• _ENTRIES SHOWN_:

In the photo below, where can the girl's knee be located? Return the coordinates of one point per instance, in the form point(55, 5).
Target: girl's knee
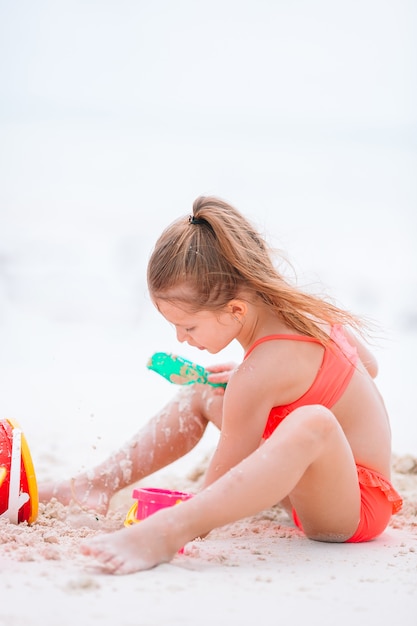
point(313, 424)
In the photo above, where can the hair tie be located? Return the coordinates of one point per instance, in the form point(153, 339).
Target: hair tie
point(195, 220)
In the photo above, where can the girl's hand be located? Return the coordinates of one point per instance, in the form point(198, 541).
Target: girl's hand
point(220, 374)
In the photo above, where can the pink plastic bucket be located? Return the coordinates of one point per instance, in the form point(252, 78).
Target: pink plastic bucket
point(151, 500)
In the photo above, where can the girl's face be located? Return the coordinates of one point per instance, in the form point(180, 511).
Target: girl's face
point(205, 330)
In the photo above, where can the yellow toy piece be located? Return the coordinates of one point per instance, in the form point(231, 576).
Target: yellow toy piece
point(19, 498)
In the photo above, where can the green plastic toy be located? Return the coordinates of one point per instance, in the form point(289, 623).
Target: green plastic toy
point(178, 370)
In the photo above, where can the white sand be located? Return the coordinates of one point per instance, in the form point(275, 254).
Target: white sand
point(259, 568)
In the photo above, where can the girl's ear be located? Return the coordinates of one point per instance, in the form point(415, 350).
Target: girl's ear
point(238, 309)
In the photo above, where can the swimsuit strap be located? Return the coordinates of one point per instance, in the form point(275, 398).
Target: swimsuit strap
point(288, 337)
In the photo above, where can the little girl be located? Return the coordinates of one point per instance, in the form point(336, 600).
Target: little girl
point(301, 420)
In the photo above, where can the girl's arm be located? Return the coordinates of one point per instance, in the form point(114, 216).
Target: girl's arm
point(245, 410)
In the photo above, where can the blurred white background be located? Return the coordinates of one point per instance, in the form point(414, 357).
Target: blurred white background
point(114, 116)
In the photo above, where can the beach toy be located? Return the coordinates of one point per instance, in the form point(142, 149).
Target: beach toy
point(149, 500)
point(178, 370)
point(18, 487)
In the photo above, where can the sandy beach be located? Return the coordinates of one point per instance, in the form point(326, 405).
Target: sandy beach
point(259, 568)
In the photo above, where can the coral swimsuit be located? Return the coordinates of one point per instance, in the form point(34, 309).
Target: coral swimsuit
point(379, 500)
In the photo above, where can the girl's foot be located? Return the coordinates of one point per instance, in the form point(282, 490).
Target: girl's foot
point(138, 547)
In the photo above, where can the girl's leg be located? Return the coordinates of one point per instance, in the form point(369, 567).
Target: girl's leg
point(170, 434)
point(307, 458)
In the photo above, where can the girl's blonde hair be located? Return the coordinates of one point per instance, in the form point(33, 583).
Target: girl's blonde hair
point(215, 255)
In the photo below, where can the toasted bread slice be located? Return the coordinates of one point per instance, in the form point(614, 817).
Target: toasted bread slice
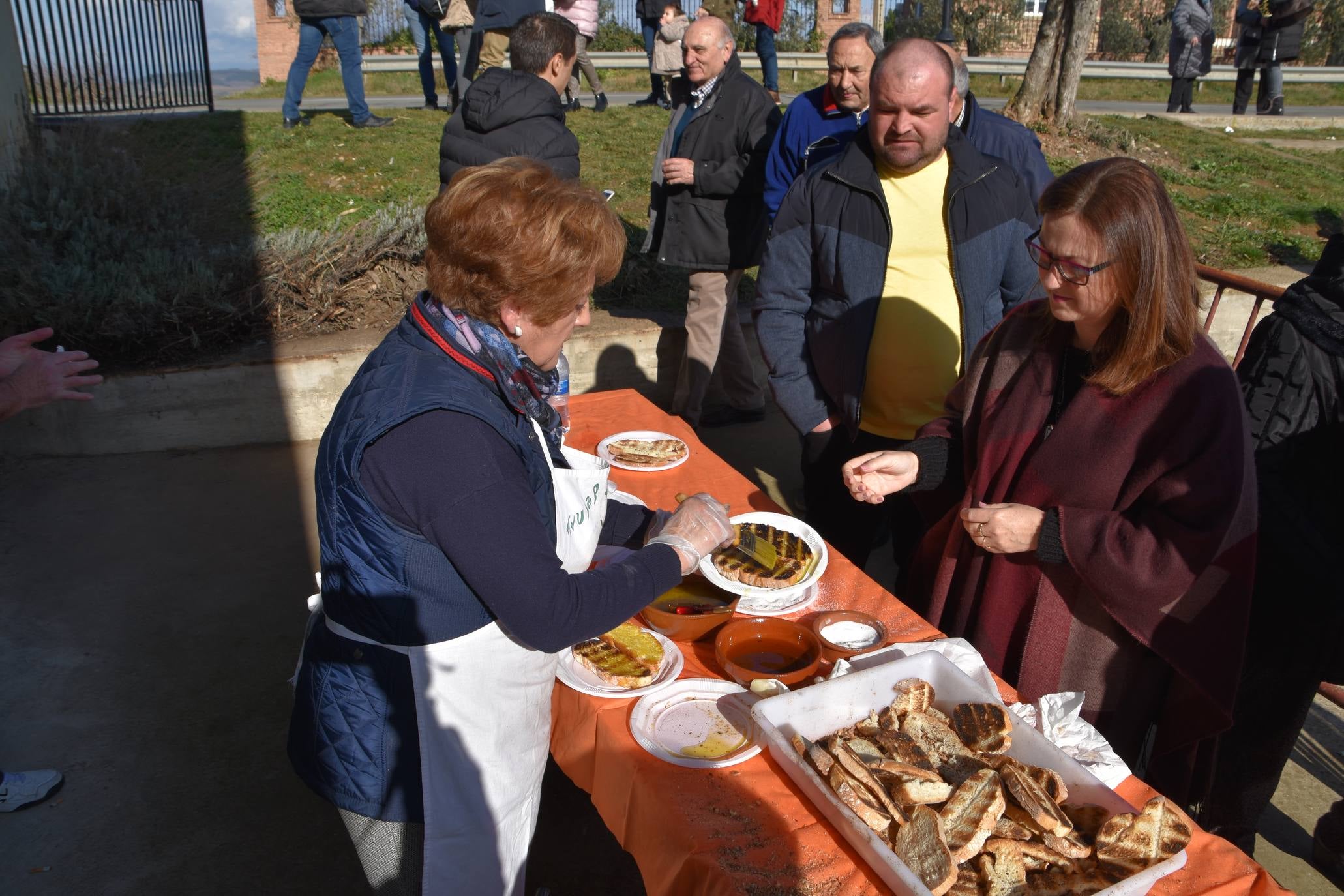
point(1088, 820)
point(816, 756)
point(858, 798)
point(636, 644)
point(1073, 844)
point(921, 845)
point(919, 793)
point(984, 727)
point(610, 665)
point(1009, 829)
point(971, 814)
point(1031, 797)
point(902, 747)
point(968, 883)
point(1050, 781)
point(1157, 833)
point(913, 695)
point(1003, 874)
point(1055, 882)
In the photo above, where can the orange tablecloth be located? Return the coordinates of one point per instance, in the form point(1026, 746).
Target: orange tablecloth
point(747, 829)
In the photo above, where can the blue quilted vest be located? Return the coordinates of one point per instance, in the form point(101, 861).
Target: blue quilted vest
point(353, 735)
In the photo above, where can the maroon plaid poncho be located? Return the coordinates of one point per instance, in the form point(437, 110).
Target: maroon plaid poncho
point(1156, 504)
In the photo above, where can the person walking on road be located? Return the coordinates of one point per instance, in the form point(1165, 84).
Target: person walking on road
point(423, 27)
point(335, 19)
point(1191, 50)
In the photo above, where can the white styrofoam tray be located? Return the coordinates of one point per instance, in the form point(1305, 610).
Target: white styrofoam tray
point(824, 708)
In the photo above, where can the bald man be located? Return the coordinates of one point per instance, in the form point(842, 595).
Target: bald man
point(995, 135)
point(708, 215)
point(884, 272)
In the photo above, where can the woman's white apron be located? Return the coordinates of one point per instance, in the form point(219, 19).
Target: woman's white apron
point(483, 707)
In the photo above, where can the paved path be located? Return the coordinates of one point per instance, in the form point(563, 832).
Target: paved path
point(619, 98)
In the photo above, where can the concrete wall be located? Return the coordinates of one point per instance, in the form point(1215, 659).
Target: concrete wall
point(14, 102)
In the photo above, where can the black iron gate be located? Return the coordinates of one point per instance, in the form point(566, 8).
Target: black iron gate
point(83, 57)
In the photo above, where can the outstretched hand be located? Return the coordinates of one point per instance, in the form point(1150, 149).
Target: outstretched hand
point(43, 378)
point(1003, 528)
point(878, 473)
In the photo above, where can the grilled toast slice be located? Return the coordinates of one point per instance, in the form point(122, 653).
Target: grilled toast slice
point(647, 452)
point(1128, 844)
point(794, 554)
point(636, 644)
point(983, 727)
point(971, 814)
point(919, 844)
point(610, 665)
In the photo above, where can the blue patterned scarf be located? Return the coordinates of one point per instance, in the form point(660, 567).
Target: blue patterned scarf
point(522, 383)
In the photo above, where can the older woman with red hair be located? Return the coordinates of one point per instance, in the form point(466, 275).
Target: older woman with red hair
point(1105, 535)
point(456, 533)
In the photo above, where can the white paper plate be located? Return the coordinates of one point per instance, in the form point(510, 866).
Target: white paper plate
point(577, 676)
point(696, 712)
point(650, 436)
point(777, 601)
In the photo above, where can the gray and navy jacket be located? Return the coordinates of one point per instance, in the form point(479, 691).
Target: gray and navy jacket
point(826, 266)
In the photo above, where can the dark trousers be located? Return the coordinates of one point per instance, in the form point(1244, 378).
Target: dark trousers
point(1272, 83)
point(851, 527)
point(1182, 95)
point(1292, 645)
point(651, 30)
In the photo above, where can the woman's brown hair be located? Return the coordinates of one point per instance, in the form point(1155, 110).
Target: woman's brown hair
point(515, 230)
point(1156, 321)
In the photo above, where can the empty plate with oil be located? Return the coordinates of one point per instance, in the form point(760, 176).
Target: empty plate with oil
point(698, 723)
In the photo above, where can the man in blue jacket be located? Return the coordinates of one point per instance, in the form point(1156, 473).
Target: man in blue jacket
point(995, 135)
point(823, 121)
point(885, 269)
point(335, 19)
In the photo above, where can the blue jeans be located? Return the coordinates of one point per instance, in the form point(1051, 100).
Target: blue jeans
point(421, 26)
point(344, 34)
point(651, 31)
point(765, 53)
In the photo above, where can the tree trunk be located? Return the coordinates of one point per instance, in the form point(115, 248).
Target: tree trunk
point(1050, 86)
point(1036, 85)
point(1075, 52)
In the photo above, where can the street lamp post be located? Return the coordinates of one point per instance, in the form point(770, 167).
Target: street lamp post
point(945, 35)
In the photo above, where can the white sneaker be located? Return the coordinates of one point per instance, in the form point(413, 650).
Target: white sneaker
point(22, 788)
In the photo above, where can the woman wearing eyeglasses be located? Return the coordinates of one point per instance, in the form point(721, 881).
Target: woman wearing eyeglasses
point(1105, 536)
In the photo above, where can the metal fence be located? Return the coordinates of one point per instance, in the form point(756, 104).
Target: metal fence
point(83, 57)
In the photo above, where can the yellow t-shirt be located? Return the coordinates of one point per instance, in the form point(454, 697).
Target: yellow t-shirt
point(914, 356)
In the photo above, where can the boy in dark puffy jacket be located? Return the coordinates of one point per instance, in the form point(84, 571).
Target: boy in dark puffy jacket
point(1293, 383)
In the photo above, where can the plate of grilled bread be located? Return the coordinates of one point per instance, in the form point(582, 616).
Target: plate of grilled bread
point(942, 790)
point(643, 451)
point(786, 588)
point(698, 723)
point(628, 661)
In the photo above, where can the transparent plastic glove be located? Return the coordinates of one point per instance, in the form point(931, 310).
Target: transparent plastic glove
point(698, 527)
point(660, 519)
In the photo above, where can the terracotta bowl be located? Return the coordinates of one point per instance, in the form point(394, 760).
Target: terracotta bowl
point(703, 609)
point(768, 648)
point(832, 651)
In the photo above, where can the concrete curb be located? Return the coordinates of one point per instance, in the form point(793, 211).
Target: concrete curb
point(290, 395)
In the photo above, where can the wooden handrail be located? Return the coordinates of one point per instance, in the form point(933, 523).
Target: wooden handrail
point(1254, 288)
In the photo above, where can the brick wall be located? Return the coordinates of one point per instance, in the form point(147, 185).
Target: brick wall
point(277, 40)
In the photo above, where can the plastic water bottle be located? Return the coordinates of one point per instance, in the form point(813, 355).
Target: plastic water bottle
point(561, 400)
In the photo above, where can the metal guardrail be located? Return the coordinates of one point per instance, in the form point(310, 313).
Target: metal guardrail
point(1002, 66)
point(113, 55)
point(1257, 289)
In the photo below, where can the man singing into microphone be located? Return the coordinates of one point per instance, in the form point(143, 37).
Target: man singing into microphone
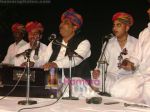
point(34, 47)
point(19, 32)
point(136, 88)
point(70, 36)
point(118, 48)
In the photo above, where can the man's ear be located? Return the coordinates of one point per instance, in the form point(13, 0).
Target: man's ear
point(75, 28)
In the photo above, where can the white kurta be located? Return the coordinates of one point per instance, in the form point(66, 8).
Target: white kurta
point(19, 60)
point(62, 61)
point(137, 87)
point(112, 52)
point(12, 51)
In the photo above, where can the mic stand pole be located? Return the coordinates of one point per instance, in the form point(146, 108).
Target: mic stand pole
point(103, 93)
point(27, 101)
point(70, 55)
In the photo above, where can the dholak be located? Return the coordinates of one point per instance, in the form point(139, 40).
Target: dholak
point(53, 82)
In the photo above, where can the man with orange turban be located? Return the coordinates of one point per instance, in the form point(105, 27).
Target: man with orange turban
point(34, 30)
point(56, 54)
point(18, 31)
point(136, 88)
point(119, 47)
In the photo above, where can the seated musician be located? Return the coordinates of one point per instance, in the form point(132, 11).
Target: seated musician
point(34, 48)
point(57, 56)
point(18, 31)
point(118, 48)
point(136, 88)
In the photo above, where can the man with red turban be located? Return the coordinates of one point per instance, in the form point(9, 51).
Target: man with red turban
point(34, 30)
point(119, 47)
point(57, 55)
point(18, 31)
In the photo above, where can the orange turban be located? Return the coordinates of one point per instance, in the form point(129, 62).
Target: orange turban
point(34, 25)
point(73, 17)
point(17, 27)
point(123, 17)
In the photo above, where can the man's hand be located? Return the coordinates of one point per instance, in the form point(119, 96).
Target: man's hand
point(127, 65)
point(96, 74)
point(50, 65)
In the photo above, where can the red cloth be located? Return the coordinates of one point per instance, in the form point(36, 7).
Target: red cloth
point(73, 17)
point(123, 17)
point(17, 27)
point(34, 25)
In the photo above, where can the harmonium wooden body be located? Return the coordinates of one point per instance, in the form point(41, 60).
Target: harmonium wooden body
point(15, 78)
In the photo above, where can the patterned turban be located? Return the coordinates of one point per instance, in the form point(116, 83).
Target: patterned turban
point(17, 27)
point(124, 18)
point(73, 17)
point(34, 25)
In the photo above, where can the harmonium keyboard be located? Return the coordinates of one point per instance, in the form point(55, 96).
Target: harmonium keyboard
point(16, 77)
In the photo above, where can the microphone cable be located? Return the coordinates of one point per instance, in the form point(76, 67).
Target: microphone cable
point(36, 107)
point(14, 86)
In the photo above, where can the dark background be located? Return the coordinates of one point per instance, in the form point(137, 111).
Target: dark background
point(97, 16)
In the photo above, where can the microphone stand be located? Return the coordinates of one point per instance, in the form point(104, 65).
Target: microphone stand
point(70, 55)
point(103, 93)
point(27, 101)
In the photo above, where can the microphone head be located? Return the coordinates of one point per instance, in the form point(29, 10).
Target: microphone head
point(109, 36)
point(35, 57)
point(52, 37)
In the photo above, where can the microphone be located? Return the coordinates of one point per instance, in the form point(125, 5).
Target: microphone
point(28, 51)
point(36, 57)
point(52, 37)
point(109, 36)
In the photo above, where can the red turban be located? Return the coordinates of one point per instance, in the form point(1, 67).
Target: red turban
point(73, 17)
point(17, 27)
point(34, 25)
point(123, 17)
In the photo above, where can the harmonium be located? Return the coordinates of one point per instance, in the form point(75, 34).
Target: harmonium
point(14, 81)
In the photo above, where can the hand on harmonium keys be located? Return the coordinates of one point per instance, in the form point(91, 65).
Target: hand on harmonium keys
point(25, 64)
point(96, 74)
point(49, 65)
point(127, 65)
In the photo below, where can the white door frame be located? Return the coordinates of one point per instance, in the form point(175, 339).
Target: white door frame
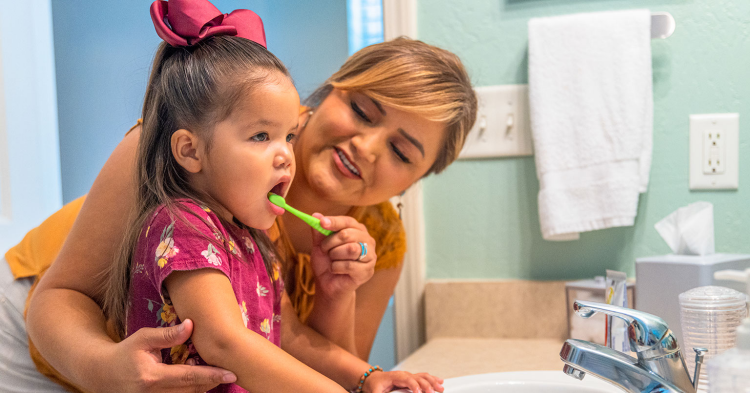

• _WHAT IS EXPECTED_:
The answer must be every line of the entries that includes the word "frame".

• _ANSWER TO THE PROBLEM_:
In the photo below, where can the white door frame be located? Return the coordinates of one point per instance, in the form point(175, 339).
Target: white door frame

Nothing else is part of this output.